[Point localization data]
————

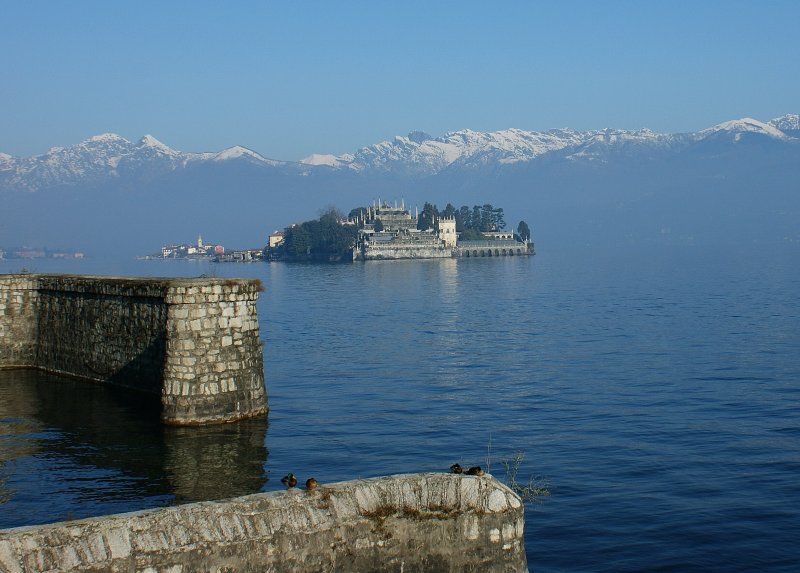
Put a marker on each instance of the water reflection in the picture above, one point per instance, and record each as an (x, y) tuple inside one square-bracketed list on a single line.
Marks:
[(95, 449)]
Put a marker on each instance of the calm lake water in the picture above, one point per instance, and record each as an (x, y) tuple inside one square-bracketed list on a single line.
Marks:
[(657, 392)]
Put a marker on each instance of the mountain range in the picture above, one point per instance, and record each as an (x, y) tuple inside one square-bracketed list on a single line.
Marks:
[(733, 182)]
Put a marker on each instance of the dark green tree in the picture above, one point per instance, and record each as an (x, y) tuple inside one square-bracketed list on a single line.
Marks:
[(463, 219)]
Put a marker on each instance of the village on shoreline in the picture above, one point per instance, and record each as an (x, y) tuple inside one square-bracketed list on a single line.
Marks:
[(380, 231)]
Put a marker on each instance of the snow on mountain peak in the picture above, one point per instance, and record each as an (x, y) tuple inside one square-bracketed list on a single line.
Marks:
[(744, 125), (238, 151), (107, 138), (788, 122)]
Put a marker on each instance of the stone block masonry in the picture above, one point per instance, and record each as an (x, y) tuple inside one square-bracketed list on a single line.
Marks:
[(413, 522), (194, 342)]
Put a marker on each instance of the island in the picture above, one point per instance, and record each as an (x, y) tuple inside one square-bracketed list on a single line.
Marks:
[(383, 231)]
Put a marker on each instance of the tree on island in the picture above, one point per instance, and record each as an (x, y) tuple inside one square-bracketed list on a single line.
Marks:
[(325, 238)]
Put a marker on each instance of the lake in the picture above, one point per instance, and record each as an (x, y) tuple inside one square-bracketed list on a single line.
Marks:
[(656, 391)]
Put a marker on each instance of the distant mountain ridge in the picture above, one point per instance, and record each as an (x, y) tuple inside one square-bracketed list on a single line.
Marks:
[(737, 182), (105, 157)]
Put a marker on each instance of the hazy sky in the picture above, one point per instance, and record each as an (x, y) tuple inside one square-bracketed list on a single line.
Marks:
[(288, 79)]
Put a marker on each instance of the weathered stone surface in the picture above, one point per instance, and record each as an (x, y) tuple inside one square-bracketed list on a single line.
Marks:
[(155, 335), (414, 522)]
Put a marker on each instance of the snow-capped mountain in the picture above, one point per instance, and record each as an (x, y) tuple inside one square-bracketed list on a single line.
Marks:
[(788, 124), (419, 154), (733, 183), (105, 157)]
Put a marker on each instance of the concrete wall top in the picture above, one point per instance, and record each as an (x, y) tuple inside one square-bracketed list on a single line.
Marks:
[(440, 522), (132, 286)]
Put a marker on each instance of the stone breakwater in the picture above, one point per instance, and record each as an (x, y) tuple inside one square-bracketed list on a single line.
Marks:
[(413, 522), (194, 342)]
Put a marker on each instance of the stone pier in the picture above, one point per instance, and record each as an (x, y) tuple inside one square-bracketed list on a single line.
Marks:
[(194, 342), (413, 522)]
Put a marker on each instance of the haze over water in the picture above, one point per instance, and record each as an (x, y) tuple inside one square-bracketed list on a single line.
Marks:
[(656, 391)]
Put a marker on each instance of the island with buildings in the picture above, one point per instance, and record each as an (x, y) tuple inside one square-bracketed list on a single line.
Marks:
[(380, 231), (384, 231)]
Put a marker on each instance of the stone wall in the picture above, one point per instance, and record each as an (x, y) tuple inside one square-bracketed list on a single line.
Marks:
[(18, 303), (414, 522), (194, 342)]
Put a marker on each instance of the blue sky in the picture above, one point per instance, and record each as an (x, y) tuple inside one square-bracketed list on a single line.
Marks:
[(288, 79)]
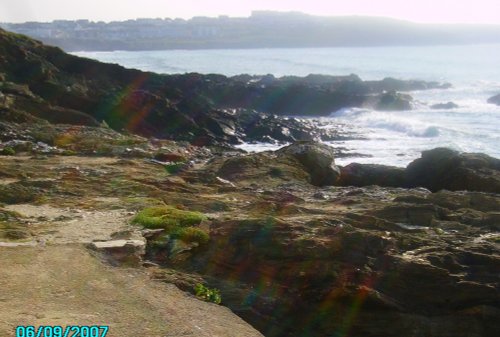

————

Problem -> An exact, picture-free copy of the entries is required.

Task result ->
Put a marker on each instance of the water reflection in the picture above, one point per instance, and record each as an (x, y) tuple inside one square-bracketed list on a single line.
Marks:
[(95, 449)]
Put a marker on each instance of the calm lake water in the picture above, one point per instance, and record each as an (x, y) tuple inside one square-bracketed list on a single line.
Marks:
[(657, 392)]
Put a marker on each instance of the mountain range in the picture above, one point per instance, and record each as an (x, y) tuple inside one square-bracketed list on a single line.
Marks:
[(733, 182)]
Put a marker on each instance of the dark green tree in the picture above, one point per instance, and record each as an (x, y) tuple inside one square-bracketed list on a single line.
Marks:
[(463, 219)]
Put a marker on each instance of the village on shoreline in the picture above, one point per instance, and record each as an (x, y) tuple inside one square-bracketed list on a single line.
Marks:
[(380, 231)]
Put a marker on each instance of the snow on mountain peak in the picture above, one point per instance, and record each as an (x, y) tuple inside one square-bracketed list on a single line.
Marks:
[(744, 125), (238, 151), (107, 138), (788, 122)]
Put a marker on each instance of the stone block masonry in the picture above, one point per instance, and record each as an (x, y) tuple inside one square-bracketed list on a single line.
Marks:
[(413, 522), (194, 342)]
Put a marker on each instance of the island in the picture above, one point per instance, and record each as an (x, y) tuple inside one square-bracketed list on a single line.
Marks:
[(383, 231)]
Put a marker on each instance of the tree on island in the picture above, one point per instance, and record each as an (x, y) tuple inside one square-bracketed list on a single line.
Marks:
[(325, 238)]
Put a marker on each instance of the lake in the picture above, one point per instance, and record each as an (x, y) tuple inside one square-bracketed list on a single line.
Marks:
[(656, 391)]
Put a marker on each instance of the distant mountain ridge in the picture above, one point per instance, and record each as an (x, y) tuple inside one square-bracketed list on a single line.
Marks:
[(737, 182), (105, 157)]
Put a marker on each instance of the hazy sky in the picture above, one point per instance, and record each as an (x, y) tuple inside one square-bracketed list on a single line.
Marks:
[(288, 79)]
Put a marker on each instance of the weathered stone surface in the picture above, one point per instance, and record each as an (x, y) tuple inside one square-bracketed list on a single line.
Marks:
[(155, 335), (414, 522)]
Put a marker on each instance of the snow-capped mountain in the picture above, one point per instance, and record each as an (x, y) tuple inside one square-bracketed list on a single line.
Marks:
[(788, 124), (419, 154), (733, 183), (105, 157)]
Put a marker on each instance of the concrete wall top in the picture above, one point per instance, and record each as an (x, y) tuple inside one square-bracketed list on a single line.
Marks:
[(440, 522), (132, 286)]
Put a marker on each instance of the stone breakwater in the picture above, one point per instance, and record each as an (x, y) tuple inside one square-bracketed list on a single line.
Marks:
[(413, 522), (194, 342)]
Put a marker on each instance of the stone pier in the picture above, one point per instance, and record each as an (x, y) tuple inside one square-bracketed list on a single line.
Marks:
[(194, 342), (413, 522)]
Put a marker on each instance of the haze over water in the picture above, one point per instance, and record each as an (x, y) tuple inside one square-bracketed list on a single line.
Marks:
[(656, 391)]
Put a marker on each instance of the island with buildings in the picture above, one point per instance, and record each as an (x, y) tuple inside one square-bracketed list on a single line.
Marks:
[(380, 231), (384, 231)]
Put a marker on each instance of the stone wall in the picture above, one point per instance, and record each as an (x, y) tuple inside one square-bracketed list on a single line.
Marks:
[(18, 303), (414, 522), (194, 342)]
Put a marker on each instance of the blue sky in the picture above, one point per instance, and record each as an (x, y) tuple inside one square-bracketed list on a single line.
Marks:
[(288, 79)]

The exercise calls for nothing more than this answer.